[WHAT TO WORK ON] Edit the Blended Learning text between "This means that" and "similar F2F programmes.", inclusive, so that "head office" becomes "headquarters".

[SOURCE EXCERPT]
........

We all learn differently, and a Blended Learning programme can cater to this very well. Through offering a wide variety of different learning opportunities, it allows learners of different styles to consume content in ways that work best for them. Whether this is reading on their commute or listening to a podcast/audiobook while they walk the dog, Blended Learning can facilitate all types of learning.
Embraces Learning on the Job
Many people would agree that we learn new things much better through experience and putting new information into practice. Blended Learning programmes allow learners to absorb a new skill, apply it on the job, gain feedback and continuously improve. This system works due to the ongoing, repetition nature of a Blended Learning programme and how through setting projects, tasks and assignments, learners can practise as part of their everyday work.
For example, a Blended Learning Management Development programme might cover a module on coaching. Managers can learn the principles of coaching through a Virtual Workshop. They then can continue their learning experiences in their daily life; for example with a mobile app which supports them in reflecting their own behaviour and gives further input through videos or reading. Based on those learnings, the participants are encouraged to apply it with a colleague where they give coaching session, gain some feedback and report their experience back.
Make your Learnings Inclusive
With all of this in mind, it becomes clear that the nature of a well-designed Blended Learning programme is that learners can access their learning from anywhere. And the face-to-face (F2F) workshops remaining can be adapted to virtual workshops for all or some participants if necessary. This is what makes Blended Learning much more inclusive.
This means that employees who don’t work at head office or a main hub can still be fully involved. They don’t miss out on the training due to the learning being held in a single location. While there are lots of Blended Learning programmes which still offer plenty of opportunities for live, physical classrooms, remote learning is on the rise. Virtual Workshops where learners can share ideas and practice skills together no matter where they are in the world offers inclusivity that F2F can sometimes struggle to accommodate.
Saving Resources with Blended Learning
Without doubt, Blended Learning programmes can offer a whole wealth of learning at a fraction of the cost of similar F2F programmes.
With most of the learning being done remotely, rather than in a central location, there are huge savings to be made in travel, hotel costs and room hire. Though there may still be some F2F events, usually to begin and end the programme, this is significantly less than if the entire programme was run F2F.
Additionally, setting up a digital learning solution, like a mobile app with great learning content, is much more scalable. With only a few more costs for more users, you can spread the same content to everyone!
With the travel time minimised, so is the carbon impact of Blended Learning programmes. Thankfully, many organisations are now becoming more carbon conscious and mindful of their impact on the planet. Recent concern around a “climate emergency” is driving organisations to build carbon reduction into their business strategies.
For the individual, there is a much greater focus on becoming more practical, making difference choices to minimise their own carbon impact. Less travel for all is easily achieved through a Blended Learning programme. Particularly if it uses Virtual Training platforms to substitute some of the F2F requirements.
There are many benefits to a Blended Learning programme, but overall, what sets it apart from others is its truly flexible nature. A great way to maximise time, cost and make the most of the varied learning styles of your learners, Blended programmes offer something for everyone.

........

[Point annotations for photos]
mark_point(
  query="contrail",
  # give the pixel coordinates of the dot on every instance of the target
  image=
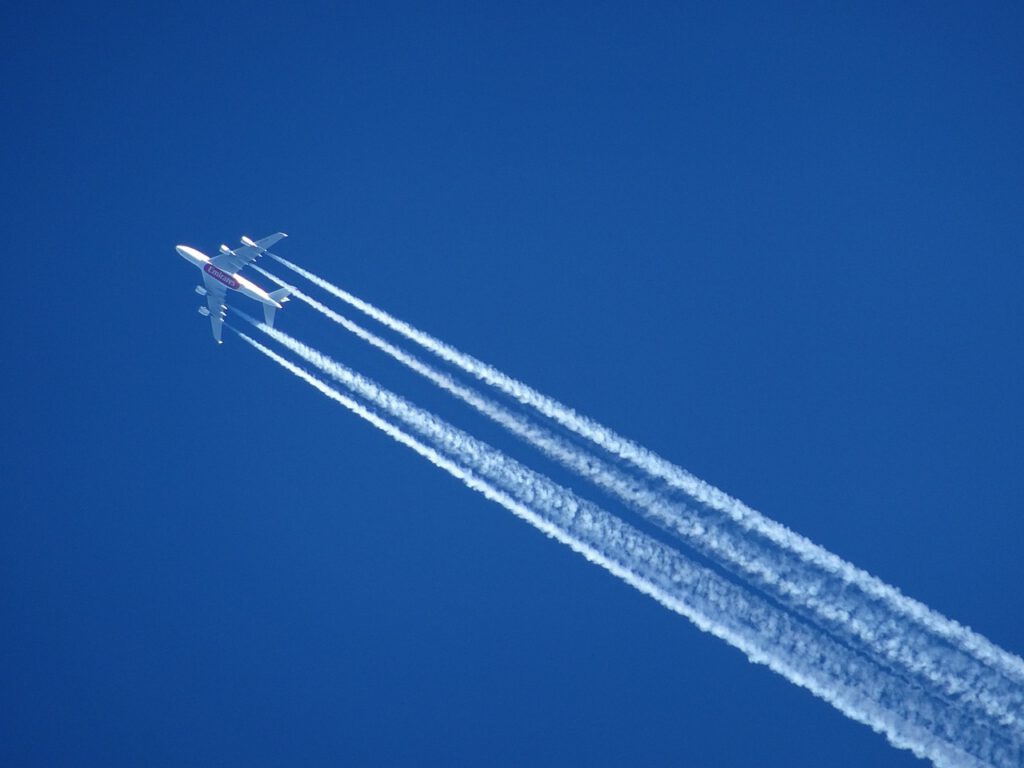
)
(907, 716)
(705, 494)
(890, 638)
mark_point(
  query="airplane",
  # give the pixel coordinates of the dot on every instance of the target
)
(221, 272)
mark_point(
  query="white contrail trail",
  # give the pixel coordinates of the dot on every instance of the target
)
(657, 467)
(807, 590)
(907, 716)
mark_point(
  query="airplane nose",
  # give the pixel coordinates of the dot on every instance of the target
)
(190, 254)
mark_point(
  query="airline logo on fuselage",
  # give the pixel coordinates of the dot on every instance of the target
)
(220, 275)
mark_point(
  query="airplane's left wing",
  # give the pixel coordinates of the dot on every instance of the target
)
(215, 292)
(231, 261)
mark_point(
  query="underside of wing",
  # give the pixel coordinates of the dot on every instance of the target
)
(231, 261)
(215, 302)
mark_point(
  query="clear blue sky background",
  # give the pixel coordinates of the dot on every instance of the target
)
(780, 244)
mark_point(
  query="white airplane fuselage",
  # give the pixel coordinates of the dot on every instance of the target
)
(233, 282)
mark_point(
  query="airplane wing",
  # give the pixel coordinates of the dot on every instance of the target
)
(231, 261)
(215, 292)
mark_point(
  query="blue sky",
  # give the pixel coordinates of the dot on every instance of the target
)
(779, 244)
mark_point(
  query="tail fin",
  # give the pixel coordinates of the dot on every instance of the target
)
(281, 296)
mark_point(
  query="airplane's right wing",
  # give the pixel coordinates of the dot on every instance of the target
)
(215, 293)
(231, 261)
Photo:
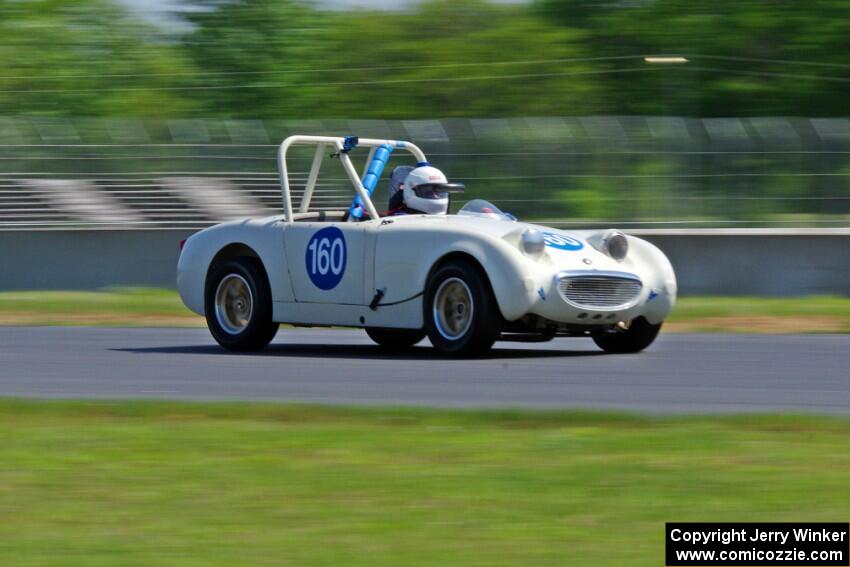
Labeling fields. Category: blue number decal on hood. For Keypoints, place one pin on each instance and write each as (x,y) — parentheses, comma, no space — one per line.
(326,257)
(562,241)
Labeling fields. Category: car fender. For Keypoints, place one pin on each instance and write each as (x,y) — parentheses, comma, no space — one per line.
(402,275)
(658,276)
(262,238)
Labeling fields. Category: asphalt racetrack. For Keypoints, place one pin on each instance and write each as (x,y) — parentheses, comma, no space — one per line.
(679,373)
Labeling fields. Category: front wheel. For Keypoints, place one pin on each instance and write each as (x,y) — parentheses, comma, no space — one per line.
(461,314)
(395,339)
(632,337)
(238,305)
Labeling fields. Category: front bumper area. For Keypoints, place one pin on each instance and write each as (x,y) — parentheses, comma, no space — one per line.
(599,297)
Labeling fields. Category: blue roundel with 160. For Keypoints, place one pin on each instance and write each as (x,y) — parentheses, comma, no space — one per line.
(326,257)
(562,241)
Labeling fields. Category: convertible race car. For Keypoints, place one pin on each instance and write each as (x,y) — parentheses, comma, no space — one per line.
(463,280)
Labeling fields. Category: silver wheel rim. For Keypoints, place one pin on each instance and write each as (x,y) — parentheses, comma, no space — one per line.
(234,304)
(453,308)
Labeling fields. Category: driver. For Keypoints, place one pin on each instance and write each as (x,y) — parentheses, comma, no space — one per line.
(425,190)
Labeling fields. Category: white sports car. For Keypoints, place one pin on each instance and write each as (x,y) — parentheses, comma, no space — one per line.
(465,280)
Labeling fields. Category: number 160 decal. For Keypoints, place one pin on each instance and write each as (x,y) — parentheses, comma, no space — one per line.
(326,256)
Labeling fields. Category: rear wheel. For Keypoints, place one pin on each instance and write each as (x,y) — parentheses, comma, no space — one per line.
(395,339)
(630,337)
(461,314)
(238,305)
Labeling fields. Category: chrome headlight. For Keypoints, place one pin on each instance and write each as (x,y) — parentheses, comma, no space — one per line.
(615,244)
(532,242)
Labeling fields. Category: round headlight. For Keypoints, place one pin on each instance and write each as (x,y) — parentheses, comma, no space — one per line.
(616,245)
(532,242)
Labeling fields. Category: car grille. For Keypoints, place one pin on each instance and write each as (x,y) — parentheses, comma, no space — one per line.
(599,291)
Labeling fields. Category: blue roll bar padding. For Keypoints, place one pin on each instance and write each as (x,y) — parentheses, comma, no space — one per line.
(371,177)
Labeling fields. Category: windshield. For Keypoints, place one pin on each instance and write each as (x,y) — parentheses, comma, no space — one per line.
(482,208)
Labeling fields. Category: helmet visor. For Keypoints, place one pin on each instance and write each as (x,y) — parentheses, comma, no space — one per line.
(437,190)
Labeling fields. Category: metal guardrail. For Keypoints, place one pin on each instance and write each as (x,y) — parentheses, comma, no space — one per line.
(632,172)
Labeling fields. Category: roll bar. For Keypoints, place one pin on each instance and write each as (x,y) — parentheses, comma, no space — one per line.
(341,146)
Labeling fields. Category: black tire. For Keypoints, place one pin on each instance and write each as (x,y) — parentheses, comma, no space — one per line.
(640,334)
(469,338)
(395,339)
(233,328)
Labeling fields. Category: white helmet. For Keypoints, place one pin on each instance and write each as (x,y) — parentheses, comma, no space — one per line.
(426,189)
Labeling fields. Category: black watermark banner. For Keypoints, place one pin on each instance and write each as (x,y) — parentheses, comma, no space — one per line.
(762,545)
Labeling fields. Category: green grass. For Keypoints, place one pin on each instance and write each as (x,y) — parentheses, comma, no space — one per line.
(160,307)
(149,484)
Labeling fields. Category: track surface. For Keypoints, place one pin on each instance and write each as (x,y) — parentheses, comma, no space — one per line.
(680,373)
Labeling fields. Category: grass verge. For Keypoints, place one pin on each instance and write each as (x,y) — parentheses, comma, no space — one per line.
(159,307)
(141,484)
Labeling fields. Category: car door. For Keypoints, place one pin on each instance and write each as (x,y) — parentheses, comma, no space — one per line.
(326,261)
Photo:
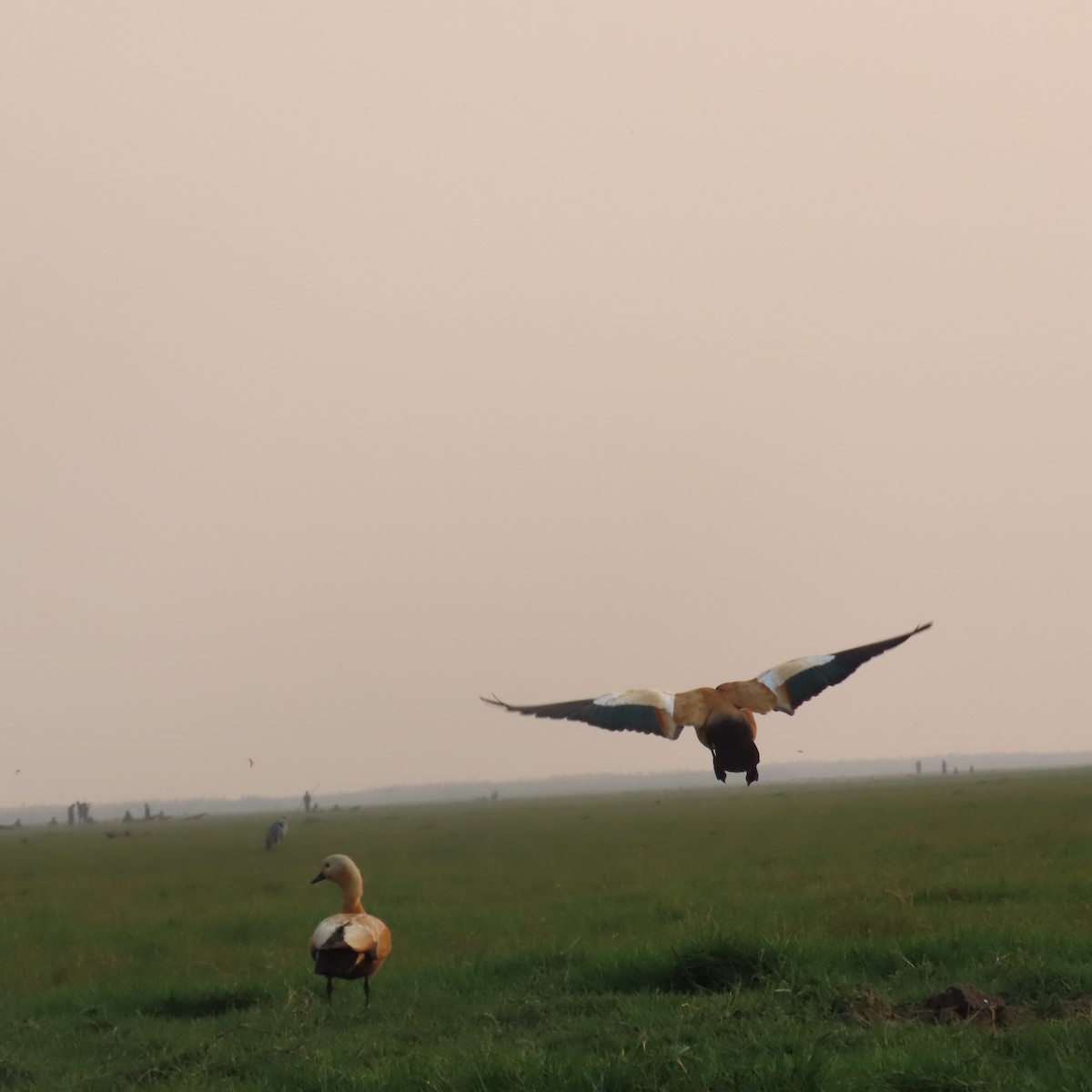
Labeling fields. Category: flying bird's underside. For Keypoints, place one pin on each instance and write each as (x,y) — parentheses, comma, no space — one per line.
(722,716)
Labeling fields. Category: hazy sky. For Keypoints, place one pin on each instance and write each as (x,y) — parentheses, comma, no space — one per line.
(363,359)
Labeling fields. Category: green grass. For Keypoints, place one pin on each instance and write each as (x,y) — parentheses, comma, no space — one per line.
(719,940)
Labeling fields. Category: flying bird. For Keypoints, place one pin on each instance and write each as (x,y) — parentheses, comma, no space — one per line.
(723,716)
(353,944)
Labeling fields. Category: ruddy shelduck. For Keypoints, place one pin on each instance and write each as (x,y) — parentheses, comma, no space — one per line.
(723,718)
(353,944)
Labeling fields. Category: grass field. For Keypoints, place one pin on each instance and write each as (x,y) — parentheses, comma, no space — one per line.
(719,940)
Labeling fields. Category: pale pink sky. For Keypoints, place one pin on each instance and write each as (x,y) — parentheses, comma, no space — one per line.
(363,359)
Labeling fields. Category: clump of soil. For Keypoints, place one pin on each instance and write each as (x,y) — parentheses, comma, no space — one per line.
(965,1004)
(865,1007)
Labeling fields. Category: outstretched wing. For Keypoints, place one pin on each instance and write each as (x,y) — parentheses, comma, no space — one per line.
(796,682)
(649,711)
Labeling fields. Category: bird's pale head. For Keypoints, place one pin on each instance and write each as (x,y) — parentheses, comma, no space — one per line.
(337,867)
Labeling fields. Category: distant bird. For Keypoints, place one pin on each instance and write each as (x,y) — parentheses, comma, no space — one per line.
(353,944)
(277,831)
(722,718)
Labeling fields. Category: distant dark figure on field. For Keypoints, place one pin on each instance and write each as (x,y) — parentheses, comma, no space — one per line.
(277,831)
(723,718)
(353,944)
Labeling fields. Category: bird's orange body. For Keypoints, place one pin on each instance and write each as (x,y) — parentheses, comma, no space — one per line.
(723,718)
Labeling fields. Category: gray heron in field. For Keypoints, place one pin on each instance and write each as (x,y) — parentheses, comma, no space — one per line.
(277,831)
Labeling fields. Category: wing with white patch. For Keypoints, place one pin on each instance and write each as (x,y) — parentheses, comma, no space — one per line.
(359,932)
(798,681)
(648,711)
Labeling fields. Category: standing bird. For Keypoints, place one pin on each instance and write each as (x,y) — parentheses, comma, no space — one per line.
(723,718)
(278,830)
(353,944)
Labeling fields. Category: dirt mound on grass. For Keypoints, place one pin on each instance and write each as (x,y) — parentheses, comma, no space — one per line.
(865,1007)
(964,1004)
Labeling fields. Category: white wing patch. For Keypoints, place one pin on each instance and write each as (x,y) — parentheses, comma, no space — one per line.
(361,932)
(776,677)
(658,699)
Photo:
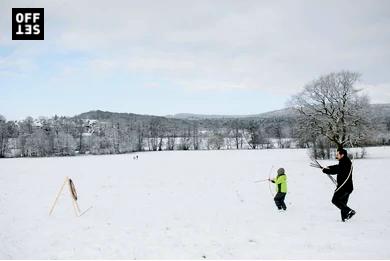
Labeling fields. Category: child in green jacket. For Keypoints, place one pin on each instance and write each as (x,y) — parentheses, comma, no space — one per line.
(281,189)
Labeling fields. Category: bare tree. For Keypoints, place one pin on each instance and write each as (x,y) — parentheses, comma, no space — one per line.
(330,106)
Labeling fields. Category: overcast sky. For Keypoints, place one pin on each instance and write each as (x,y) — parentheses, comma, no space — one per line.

........

[RIGHT ANSWER]
This means that employees who don’t work at headquarters or a main hub can still be fully involved. They don’t miss out on the training due to the learning being held in a single location. While there are lots of Blended Learning programmes which still offer plenty of opportunities for live, physical classrooms, remote learning is on the rise. Virtual Workshops where learners can share ideas and practice skills together no matter where they are in the world offers inclusivity that F2F can sometimes struggle to accommodate.
Saving Resources with Blended Learning
Without doubt, Blended Learning programmes can offer a whole wealth of learning at a fraction of the cost of similar F2F programmes.